Archive pour le 6.11.2007

Serge Rousseau, un homme de qualité

mardi 6 novembre 2007

On a appris dimanche la disparition de Serge Rousseau, un homme d’une grande qualité et d’une grande gentillesse, décédé la veille.

Serge Rousseau était agent d’acteurs. Une figure historique et très appréciée à l’intérieur du cinéma français. Il a longtemps travaillé au sein de l’agence Artmédia aux côtés de Gérard Lebovici, puis de Jean-Louis Livi, avant de rejoindre Cinéart. Il avait entre autres été l’agent de Fanny Ardant, de Nathalie Baye, de Patrick Dewaere, ou de Sandrine Bonnaire. Et surtout, il avait été l’ami de François Truffaut. Un de ses plus proches. Je serais tenté de dire son confident. Dans Baisers volés, Serge Rousseau faisait une apparition vers la fin du film : celle de « l’Inconnu », celui qui, vêtu d’un imperméable clair, suivait à distance Claude Jade et Jean-Pierre Léaud, l’air inquiétant. Et qui disait à Claude Jade, assise sur un banc de l’avenue de Breteuil : « Avec moi vous n’aurez plus peur, car j’incarne l’amour : l’amour définitif ».

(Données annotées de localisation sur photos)
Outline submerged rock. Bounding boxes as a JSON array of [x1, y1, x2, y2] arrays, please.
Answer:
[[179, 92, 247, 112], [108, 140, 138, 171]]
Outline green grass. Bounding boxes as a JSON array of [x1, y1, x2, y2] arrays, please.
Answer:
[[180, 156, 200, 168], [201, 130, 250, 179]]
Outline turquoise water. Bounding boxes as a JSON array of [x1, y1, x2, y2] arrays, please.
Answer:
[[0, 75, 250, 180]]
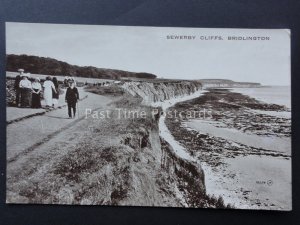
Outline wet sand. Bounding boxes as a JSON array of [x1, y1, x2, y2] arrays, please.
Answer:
[[166, 90, 292, 210]]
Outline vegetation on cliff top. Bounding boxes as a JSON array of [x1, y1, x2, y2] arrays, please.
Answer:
[[6, 54, 156, 79]]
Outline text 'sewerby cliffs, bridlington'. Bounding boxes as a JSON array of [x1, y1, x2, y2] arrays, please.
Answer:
[[6, 23, 292, 211]]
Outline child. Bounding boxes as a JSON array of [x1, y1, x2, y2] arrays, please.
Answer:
[[66, 82, 79, 118]]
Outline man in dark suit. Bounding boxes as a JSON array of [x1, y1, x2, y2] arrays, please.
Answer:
[[66, 82, 79, 118]]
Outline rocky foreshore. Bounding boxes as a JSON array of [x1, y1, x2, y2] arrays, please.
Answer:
[[166, 89, 291, 209]]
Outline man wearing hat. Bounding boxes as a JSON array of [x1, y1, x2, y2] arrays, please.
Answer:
[[14, 69, 24, 106], [19, 73, 32, 107], [66, 81, 79, 118]]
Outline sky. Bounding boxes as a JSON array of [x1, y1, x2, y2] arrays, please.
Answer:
[[6, 23, 290, 85]]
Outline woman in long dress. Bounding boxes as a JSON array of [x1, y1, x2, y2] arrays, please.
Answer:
[[43, 77, 56, 107], [31, 78, 42, 108], [52, 77, 59, 108], [19, 73, 32, 107]]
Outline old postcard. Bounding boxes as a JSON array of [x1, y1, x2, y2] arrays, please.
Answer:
[[6, 23, 292, 211]]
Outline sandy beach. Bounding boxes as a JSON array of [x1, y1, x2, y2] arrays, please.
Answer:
[[166, 90, 291, 210]]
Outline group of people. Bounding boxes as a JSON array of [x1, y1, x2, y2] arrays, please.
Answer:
[[14, 69, 79, 118], [14, 71, 59, 108]]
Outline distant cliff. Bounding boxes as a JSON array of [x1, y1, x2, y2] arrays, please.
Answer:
[[122, 81, 202, 103], [198, 79, 260, 88], [6, 55, 156, 79]]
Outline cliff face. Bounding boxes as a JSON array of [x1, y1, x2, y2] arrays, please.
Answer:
[[122, 81, 202, 104], [6, 54, 156, 79], [198, 79, 260, 88]]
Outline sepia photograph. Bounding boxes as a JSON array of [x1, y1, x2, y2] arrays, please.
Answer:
[[5, 22, 292, 211]]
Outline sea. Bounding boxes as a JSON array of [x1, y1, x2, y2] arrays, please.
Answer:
[[231, 86, 291, 109]]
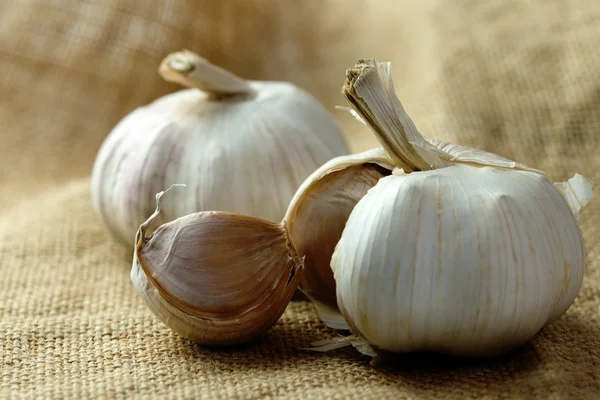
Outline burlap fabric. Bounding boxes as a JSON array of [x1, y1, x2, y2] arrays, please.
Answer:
[[0, 0, 600, 399]]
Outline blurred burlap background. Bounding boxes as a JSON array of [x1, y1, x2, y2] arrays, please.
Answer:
[[0, 0, 600, 399]]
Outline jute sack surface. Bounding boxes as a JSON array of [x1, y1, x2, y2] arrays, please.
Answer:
[[0, 0, 600, 399]]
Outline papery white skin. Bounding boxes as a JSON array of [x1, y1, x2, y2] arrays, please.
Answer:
[[331, 165, 585, 356], [92, 51, 349, 244], [314, 59, 593, 357]]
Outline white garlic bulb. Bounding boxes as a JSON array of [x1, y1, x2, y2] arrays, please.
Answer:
[[92, 51, 349, 244], [304, 59, 593, 356]]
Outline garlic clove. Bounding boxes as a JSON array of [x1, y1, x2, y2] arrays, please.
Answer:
[[284, 148, 391, 329], [131, 186, 303, 345]]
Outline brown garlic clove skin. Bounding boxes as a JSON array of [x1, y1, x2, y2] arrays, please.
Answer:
[[131, 192, 303, 345], [284, 149, 391, 329]]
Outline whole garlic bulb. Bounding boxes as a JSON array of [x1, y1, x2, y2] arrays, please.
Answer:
[[286, 59, 593, 356], [92, 51, 349, 244]]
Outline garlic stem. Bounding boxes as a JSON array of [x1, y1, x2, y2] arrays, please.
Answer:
[[342, 59, 450, 172], [158, 50, 255, 98], [135, 183, 186, 242]]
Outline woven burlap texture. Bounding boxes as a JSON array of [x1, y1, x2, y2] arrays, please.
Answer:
[[0, 0, 600, 399]]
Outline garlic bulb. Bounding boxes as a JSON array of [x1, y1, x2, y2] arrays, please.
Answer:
[[92, 51, 349, 244], [131, 184, 303, 345], [300, 59, 593, 356]]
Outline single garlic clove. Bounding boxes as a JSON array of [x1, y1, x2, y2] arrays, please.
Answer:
[[131, 186, 303, 345], [284, 148, 391, 329]]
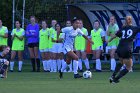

* [VOTRE OBJECTIF]: Restituez mot pour mot le passage de l'article consacré à Serge Rousseau qui s'ouvre sur les mots contenant « Archive pour le » et se clôt sur « décédé la veille. ». Appuyez-vous uniquement sur l'article consacré à Serge Rousseau.

* [CORRIGÉ DE L'EXERCICE]:
Archive pour le 6.11.2007

Serge Rousseau, un homme de qualité

mardi 6 novembre 2007

On a appris dimanche la disparition de Serge Rousseau, un homme d’une grande qualité et d’une grande gentillesse, décédé la veille.